Off the Beaten Path: Investing in Real Estate Niches
Real estate investing is a popular strategy among PENSCO’s self-directed IRA clients, providing retirement savers with a means of diversifying their nest eggs and helping to insulate their portfolios against wild stock market swings. But real estate investing using IRA funds doesn’t only take place within the confines of traditional real estate niches, such as single-family homes or commercial real estate.
Instead, the list of real estate niches is continually evolving and expanding in response to shifting social and demographic trends. The world of real estate is vast, and there are plenty of opportunities for self-directed IRA owners to invest off the beaten path. The following is a look at four unique real estate niches.
Self-care sector: According to the Global Wellness Institute, the global wellness sector is a $4.7 trillion business that experienced 12.8% growth from 2015 to 2017. Everyone from millennials to aging baby boomers are showing an interest self-care, whether that means wellness, fitness and/or beauty. Given this surge in self-care, neighborhood shopping centers are reporting an increase in new leases being signed by beauty, health and fitness retailers, according to National Real Estate Investor (NREI). NREI explains that many shopping center landlords are welcoming these wellness brands because self-care establishments tend to regularly bring foot traffic to their centers and they’re relatively protected from e-commerce competition.

ITEMS —
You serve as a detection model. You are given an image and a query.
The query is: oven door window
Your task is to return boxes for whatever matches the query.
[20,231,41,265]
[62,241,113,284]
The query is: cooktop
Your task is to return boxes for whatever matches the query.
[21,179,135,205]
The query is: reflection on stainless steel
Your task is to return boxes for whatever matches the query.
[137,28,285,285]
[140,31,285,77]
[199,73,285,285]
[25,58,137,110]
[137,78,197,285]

...

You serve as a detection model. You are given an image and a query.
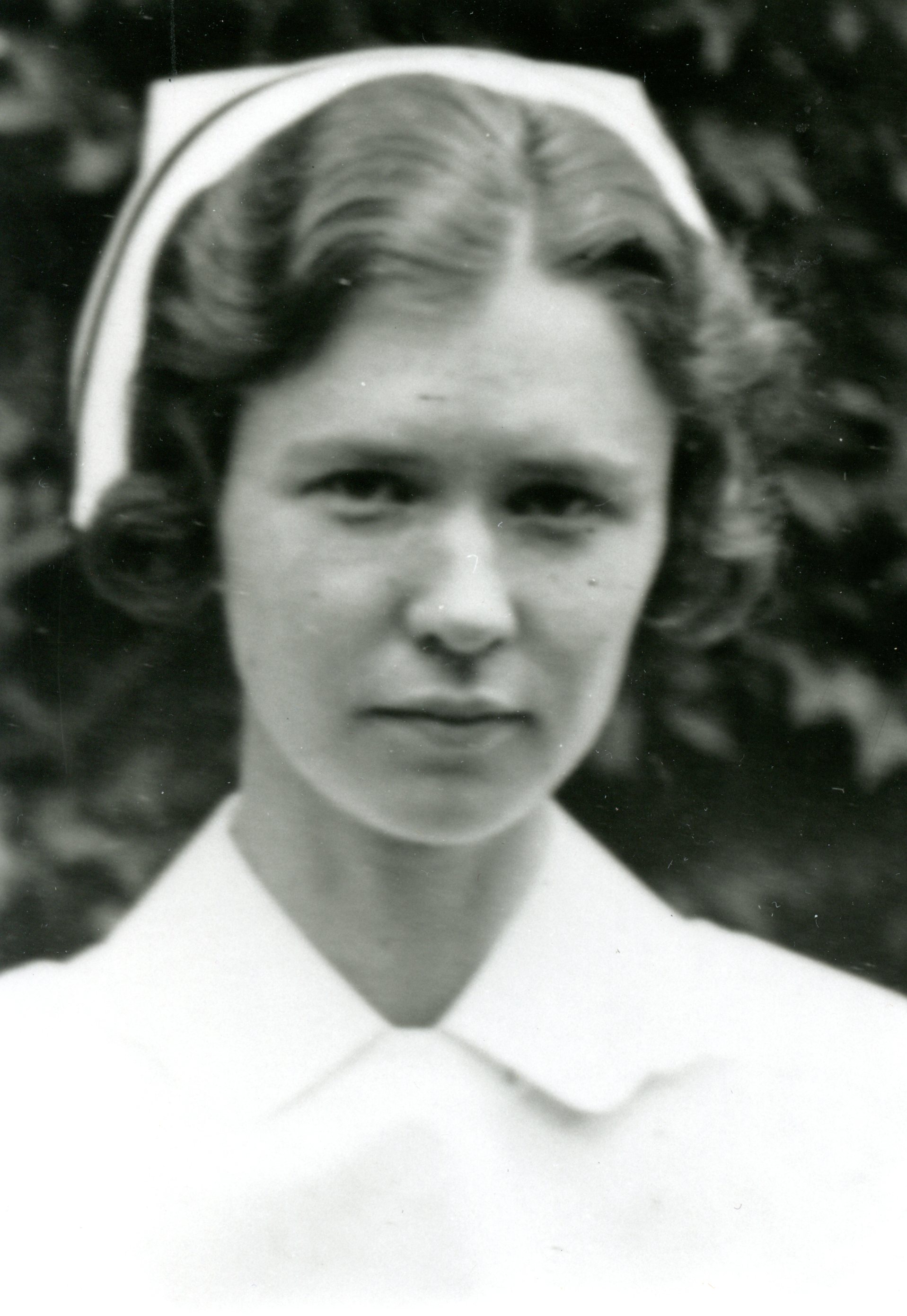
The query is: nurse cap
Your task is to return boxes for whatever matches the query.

---

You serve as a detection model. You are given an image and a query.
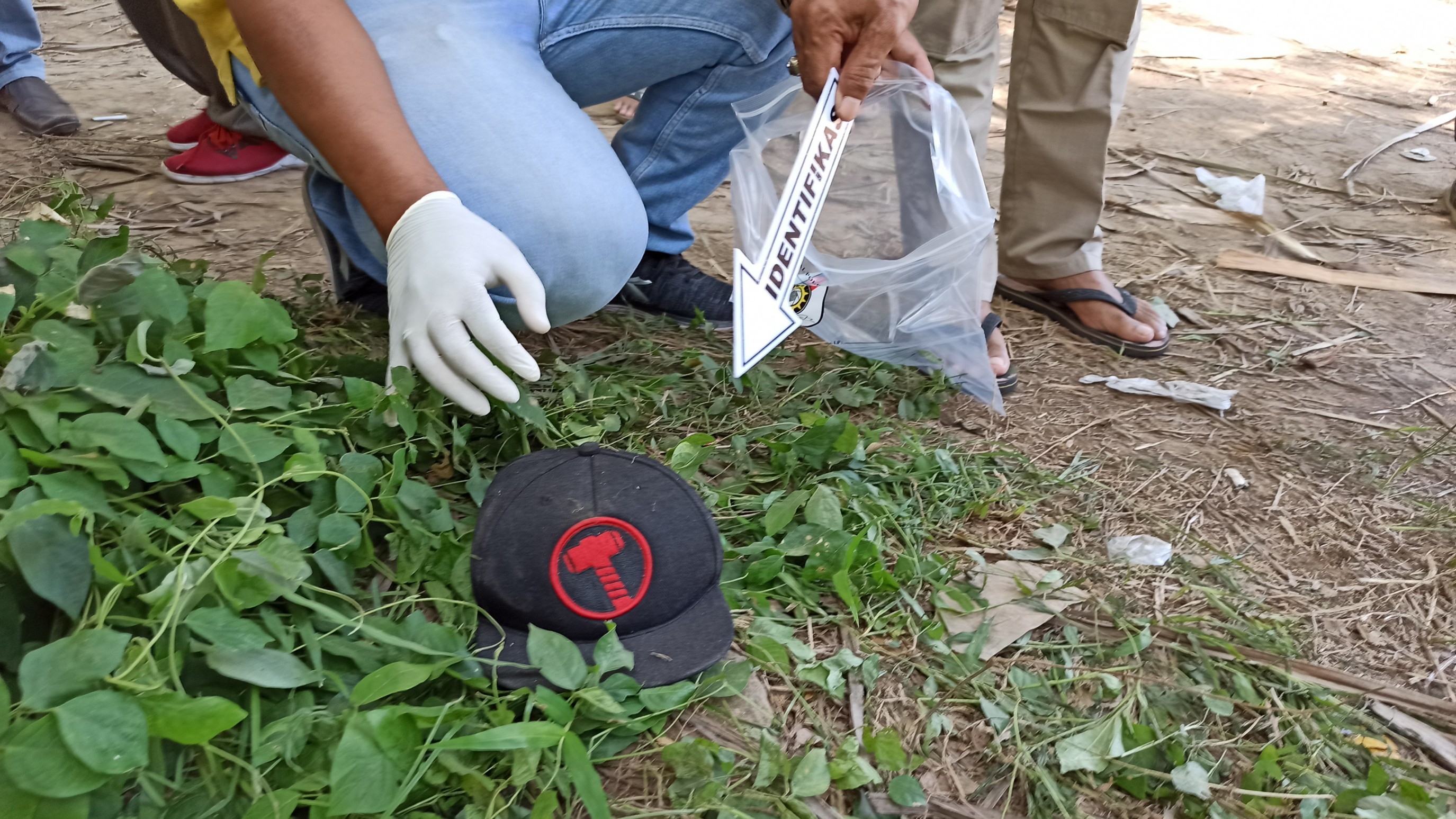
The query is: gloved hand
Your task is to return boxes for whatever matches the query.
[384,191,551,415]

WORK INSTRUCTIONS —
a) In the article on real estate niches, what dollar size does the Global Wellness Institute give for the global wellness sector?
b) Continue the article on real estate niches from the point where it stops.
The rows are separate material and have no connection to the article on real estate niches.

REPLIES —
a) $4.7 trillion.

b)
Glamping hotels: Demand for adventurous and unique travel experiences is helping spur the growth of glamorous camping—or “glamping.” Glamping combines the luxuries of a hotel with easy access to nature, and the projected compound annual growth rate (CAGR) for glamping hotels 14%, according to NREI. Millennials, young families and active seniors—who enjoy camping but no longer want to sleep on the ground—are contributing to glamping’s popularity. Many glamping sites are located in rural, off-the-beaten-path locations, and accommodations can range from safari tents and tree houses to yurts. According to The New York Times, glamping is becoming mainstream with the biggest American camp collectives embarking on expansion sprees.
Student housing: Investors spent a record amount of money to buy student housing properties in 2018, according to NREI, pausing only near year-end as interest rates rose. Trends in student enrollment are driving this demand. Public four-year universities in the United States are forecast to add more than 100,000 new students a year to their enrollment through 2023, according to Axiometrics. This is an expanding real estate niche that we’ve written about before, and you can learn more in our blog, Owning a Student Property Investment in Your Self-Directed IRA.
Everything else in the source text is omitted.